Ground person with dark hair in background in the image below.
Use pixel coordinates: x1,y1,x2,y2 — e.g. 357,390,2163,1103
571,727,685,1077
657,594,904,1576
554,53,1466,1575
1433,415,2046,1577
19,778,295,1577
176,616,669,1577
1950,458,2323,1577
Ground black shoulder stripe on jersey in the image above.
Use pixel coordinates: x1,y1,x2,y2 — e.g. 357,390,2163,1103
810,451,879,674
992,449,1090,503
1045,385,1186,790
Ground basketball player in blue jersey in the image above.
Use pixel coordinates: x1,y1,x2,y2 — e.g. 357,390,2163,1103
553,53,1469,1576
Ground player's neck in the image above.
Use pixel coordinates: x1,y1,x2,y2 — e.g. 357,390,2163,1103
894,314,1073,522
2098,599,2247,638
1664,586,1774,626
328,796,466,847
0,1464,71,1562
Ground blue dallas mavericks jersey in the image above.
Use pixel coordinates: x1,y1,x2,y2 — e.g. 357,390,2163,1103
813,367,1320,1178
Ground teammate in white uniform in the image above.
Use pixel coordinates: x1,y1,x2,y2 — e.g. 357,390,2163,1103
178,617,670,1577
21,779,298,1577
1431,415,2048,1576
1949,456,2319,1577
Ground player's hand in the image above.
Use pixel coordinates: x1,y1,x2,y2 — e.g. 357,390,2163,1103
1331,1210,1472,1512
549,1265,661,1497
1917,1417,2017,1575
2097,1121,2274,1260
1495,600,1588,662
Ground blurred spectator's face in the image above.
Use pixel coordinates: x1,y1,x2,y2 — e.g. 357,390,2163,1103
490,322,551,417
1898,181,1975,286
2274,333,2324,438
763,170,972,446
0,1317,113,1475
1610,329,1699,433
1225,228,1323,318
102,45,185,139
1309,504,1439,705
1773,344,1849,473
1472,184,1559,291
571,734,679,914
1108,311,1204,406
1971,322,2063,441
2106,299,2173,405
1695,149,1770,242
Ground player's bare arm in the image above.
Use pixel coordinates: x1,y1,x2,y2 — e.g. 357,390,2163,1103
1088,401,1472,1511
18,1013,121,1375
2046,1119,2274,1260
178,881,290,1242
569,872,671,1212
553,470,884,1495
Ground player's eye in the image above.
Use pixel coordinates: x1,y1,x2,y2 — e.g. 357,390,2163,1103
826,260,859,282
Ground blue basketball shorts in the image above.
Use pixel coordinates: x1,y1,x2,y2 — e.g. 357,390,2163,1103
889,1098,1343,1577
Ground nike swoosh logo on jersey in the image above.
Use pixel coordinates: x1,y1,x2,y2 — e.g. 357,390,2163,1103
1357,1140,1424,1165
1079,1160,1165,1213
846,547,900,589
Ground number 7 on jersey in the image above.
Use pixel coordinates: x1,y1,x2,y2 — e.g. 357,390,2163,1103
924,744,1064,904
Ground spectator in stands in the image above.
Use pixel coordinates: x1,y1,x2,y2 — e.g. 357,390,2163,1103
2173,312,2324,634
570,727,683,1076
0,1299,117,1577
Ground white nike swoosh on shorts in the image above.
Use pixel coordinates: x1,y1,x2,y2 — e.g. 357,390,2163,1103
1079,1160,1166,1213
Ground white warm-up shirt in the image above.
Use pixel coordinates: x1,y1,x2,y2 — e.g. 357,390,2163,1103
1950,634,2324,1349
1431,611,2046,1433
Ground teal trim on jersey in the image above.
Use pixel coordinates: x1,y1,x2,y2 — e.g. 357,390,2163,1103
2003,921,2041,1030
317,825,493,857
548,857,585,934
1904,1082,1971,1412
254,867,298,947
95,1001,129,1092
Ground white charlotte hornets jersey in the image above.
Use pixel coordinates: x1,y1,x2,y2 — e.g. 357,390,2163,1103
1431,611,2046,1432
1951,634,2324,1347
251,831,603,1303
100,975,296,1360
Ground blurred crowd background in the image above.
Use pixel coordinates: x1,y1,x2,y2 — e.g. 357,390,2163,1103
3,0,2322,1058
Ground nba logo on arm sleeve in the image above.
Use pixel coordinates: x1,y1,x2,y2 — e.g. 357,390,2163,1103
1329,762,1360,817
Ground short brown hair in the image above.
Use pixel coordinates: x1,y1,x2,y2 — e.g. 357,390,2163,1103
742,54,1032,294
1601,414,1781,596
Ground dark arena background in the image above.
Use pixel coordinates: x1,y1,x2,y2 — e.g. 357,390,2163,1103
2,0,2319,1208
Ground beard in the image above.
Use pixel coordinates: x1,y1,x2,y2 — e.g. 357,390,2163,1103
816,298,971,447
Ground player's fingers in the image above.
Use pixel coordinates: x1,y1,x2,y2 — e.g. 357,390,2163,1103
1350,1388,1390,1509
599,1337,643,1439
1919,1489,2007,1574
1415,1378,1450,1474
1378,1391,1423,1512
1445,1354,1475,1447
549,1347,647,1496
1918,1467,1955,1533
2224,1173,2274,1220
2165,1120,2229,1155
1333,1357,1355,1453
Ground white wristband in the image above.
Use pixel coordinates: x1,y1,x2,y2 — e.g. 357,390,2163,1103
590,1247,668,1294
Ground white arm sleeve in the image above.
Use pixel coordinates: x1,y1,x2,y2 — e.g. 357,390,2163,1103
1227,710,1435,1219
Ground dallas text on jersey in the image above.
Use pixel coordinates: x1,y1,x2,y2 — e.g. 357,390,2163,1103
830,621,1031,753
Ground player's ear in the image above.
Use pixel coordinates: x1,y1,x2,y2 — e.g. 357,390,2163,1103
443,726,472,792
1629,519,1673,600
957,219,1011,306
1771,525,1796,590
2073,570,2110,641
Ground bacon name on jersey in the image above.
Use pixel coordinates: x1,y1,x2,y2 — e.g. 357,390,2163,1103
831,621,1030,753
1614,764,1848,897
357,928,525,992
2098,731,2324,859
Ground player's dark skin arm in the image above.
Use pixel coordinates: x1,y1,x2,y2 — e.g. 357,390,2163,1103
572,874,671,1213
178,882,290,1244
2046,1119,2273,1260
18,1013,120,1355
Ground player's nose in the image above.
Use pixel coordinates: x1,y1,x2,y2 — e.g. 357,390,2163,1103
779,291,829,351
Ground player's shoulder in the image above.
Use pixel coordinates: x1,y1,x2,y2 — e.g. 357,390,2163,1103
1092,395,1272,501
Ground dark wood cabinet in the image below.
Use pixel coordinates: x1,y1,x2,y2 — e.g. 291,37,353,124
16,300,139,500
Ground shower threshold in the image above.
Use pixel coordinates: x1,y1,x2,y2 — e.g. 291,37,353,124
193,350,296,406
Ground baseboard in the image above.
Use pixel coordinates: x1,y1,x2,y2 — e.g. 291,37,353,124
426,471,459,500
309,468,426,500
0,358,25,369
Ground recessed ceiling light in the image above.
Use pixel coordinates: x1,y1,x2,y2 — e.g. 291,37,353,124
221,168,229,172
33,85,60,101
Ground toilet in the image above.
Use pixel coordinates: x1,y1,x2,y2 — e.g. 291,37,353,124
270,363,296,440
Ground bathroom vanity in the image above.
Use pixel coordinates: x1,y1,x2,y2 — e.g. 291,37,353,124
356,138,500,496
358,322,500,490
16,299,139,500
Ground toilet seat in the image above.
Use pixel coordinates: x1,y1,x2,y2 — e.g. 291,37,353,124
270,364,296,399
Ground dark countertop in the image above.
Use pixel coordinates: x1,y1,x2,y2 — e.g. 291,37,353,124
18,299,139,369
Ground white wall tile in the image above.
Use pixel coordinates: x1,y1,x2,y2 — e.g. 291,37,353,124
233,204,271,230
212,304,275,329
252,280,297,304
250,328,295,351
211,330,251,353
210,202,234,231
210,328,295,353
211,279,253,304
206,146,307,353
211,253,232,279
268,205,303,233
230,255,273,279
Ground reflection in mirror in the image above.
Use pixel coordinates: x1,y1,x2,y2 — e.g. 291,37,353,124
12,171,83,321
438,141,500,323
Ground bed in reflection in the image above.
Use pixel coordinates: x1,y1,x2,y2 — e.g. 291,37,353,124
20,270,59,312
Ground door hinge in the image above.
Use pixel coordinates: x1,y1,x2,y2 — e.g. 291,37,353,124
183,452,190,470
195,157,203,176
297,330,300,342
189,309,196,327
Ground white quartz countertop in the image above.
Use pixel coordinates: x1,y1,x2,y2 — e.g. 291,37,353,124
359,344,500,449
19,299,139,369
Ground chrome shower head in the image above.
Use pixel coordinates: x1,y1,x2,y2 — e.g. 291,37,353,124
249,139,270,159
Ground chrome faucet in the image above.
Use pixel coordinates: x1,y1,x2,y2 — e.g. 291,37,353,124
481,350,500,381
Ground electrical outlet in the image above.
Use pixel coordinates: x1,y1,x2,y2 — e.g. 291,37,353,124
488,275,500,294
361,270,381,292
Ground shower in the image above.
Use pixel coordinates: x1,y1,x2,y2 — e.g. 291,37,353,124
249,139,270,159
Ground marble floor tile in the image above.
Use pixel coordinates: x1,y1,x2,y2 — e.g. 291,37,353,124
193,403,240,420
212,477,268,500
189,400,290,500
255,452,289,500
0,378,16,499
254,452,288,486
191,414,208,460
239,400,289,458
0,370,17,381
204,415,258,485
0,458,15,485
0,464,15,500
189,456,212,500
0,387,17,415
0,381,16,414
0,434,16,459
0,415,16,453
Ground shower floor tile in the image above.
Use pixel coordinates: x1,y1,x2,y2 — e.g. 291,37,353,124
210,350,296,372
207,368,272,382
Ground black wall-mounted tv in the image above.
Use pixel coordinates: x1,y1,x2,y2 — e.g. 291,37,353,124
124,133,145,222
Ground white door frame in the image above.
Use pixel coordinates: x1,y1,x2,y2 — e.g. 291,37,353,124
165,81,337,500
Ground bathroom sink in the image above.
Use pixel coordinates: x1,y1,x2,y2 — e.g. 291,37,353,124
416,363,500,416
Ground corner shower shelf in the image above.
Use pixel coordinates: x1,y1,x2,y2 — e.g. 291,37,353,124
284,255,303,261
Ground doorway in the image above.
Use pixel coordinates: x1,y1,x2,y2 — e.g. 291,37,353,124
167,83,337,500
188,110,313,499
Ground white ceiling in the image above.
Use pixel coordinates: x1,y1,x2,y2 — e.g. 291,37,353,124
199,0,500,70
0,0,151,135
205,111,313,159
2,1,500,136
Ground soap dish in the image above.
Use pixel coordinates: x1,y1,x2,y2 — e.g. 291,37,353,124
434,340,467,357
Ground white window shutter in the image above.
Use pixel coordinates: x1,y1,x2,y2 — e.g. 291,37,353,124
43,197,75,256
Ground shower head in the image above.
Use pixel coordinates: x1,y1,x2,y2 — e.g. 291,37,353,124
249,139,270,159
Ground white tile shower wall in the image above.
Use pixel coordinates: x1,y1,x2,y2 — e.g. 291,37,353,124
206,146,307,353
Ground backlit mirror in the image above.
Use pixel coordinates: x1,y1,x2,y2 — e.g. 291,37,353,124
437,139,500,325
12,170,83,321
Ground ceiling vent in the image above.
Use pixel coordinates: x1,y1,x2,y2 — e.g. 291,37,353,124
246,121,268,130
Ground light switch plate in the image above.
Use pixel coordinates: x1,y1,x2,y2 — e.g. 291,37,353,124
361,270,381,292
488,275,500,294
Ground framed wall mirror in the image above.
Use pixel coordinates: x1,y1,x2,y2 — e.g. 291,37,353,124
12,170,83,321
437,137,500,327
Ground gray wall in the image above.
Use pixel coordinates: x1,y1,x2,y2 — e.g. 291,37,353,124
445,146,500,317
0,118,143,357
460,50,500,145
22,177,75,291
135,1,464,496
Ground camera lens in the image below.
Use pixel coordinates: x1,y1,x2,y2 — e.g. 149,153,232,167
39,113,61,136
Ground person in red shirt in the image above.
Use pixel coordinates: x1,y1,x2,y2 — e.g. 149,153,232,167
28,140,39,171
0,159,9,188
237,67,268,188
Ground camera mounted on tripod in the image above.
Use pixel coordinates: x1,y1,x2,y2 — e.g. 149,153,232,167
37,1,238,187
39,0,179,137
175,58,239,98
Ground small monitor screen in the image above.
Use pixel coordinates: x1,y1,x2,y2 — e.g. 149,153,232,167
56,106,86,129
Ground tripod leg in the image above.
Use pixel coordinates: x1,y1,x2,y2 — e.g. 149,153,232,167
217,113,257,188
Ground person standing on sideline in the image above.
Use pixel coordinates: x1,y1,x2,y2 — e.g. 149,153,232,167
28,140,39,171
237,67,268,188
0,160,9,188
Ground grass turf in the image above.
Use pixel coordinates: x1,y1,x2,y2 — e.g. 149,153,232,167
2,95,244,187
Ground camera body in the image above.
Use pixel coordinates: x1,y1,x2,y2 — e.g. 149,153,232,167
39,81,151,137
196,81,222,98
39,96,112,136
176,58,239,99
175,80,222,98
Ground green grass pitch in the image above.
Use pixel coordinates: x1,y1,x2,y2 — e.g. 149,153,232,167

#### Task instructions:
At the first line of the material above, start reproducing each line exactly, and end with the line that holds "Ground blurred spectator's", adding nothing.

#### Task output:
Ground person with dark hair in background in the image below.
Use pixel coordinates: x1,y1,x2,y2 — e.g. 357,390,2163,1103
571,727,685,1077
657,594,904,1576
554,53,1466,1575
1433,415,2046,1577
19,778,295,1577
176,616,669,1577
1950,458,2323,1577
Ground black shoulder stripe on jersey in the image above.
Use pixel coordinates: x1,y1,x2,y2 — e.g. 357,390,2163,1103
810,451,879,674
992,449,1090,503
1045,385,1186,790
Ground basketball player in blue jersey in the image above.
Use pixel coordinates: x1,y1,x2,y2 — e.g. 357,390,2163,1103
553,53,1469,1576
Ground player's neck in the image above.
Use pixel coordinates: x1,y1,x2,y2 — e.g. 357,390,2163,1103
894,314,1073,522
2098,599,2247,638
1664,586,1774,626
328,796,466,847
0,1464,71,1562
Ground blue dallas mavericks jersey in the image above.
Use pixel coordinates: x1,y1,x2,y2 — e.g. 357,390,2163,1103
813,367,1320,1178
Ground teammate in white uniform in the image above.
Use pixel coordinates: x1,y1,x2,y2 — e.g. 357,390,2163,1103
178,617,670,1577
21,779,298,1577
1431,415,2048,1576
1949,456,2319,1577
Ground player's hand in the image above.
Use pixel coordinates: x1,y1,x2,y2 — e.g. 357,390,2163,1103
1331,1210,1472,1512
549,1265,661,1497
1917,1417,2017,1575
2097,1121,2274,1260
1495,600,1588,662
Ground blurred spectator's face in the image above.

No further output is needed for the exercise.